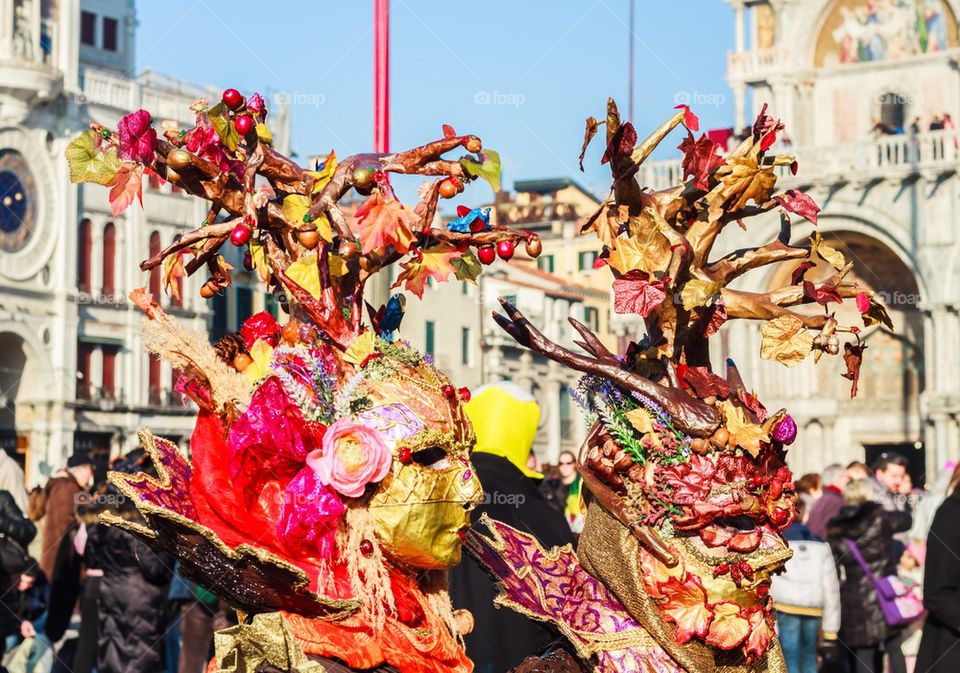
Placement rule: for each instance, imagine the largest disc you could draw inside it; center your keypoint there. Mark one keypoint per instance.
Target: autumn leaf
(697, 292)
(700, 158)
(88, 163)
(467, 267)
(126, 185)
(433, 262)
(785, 340)
(828, 254)
(634, 292)
(686, 606)
(588, 133)
(382, 222)
(744, 179)
(728, 629)
(487, 168)
(173, 274)
(799, 203)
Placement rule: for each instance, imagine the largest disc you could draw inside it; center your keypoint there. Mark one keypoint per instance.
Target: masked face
(421, 510)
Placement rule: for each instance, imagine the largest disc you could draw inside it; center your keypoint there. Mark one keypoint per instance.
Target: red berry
(486, 254)
(240, 235)
(243, 124)
(232, 98)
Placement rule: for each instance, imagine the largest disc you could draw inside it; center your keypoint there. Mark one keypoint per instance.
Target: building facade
(73, 374)
(867, 90)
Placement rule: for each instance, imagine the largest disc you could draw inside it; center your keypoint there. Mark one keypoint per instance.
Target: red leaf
(622, 142)
(138, 140)
(700, 158)
(690, 120)
(636, 293)
(824, 294)
(800, 203)
(798, 273)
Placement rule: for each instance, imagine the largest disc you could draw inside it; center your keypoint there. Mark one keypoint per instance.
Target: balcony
(894, 156)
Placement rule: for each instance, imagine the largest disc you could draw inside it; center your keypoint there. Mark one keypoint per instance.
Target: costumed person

=-=-=

» **To do**:
The answer should be the complete listing, set down exactly, without pictures.

» **Task solution**:
Placement rule: for each instance, imagine the largest disc you could draw inside it; center your keypoint there. Mark one keypoint per instance.
Target: autumn leaf
(697, 292)
(700, 158)
(88, 163)
(467, 267)
(126, 185)
(433, 262)
(785, 340)
(828, 254)
(634, 292)
(686, 606)
(588, 133)
(382, 222)
(744, 179)
(728, 629)
(487, 168)
(173, 274)
(799, 203)
Placement rule: for each instance, imagine the largest disc you could draw inside it; center your keypoint there. Mark one keypoint per instance.
Target: masked face
(421, 510)
Placement rule: for each instance, imagine the largest disc you could draw inside it; center your keypoint there. Mark one keypoint per instance.
Target: red berry
(486, 254)
(240, 235)
(243, 124)
(232, 98)
Placement rule: for each instance, imagine the largest disc you could draw inside it; center your keypoint there. Mark one keypoint per instance.
Target: building facade
(73, 374)
(867, 90)
Placement rule: for each instance, imagine the largest disc you could draw inside it; center your keypoint there. Mark one keypoint per instance.
Target: red leaf
(622, 142)
(138, 140)
(700, 158)
(690, 120)
(636, 293)
(824, 294)
(800, 203)
(798, 273)
Placement rule: for each instance, imagine the largest disc you could draw inside it; center your keypoint there. Mark one keypoint per instance.
Target: balcony
(894, 156)
Placement rule: for each instance, imagine the largest disc you could draw inside it; center your keypoint there. Mark one keypoint per instance.
Target: costumed person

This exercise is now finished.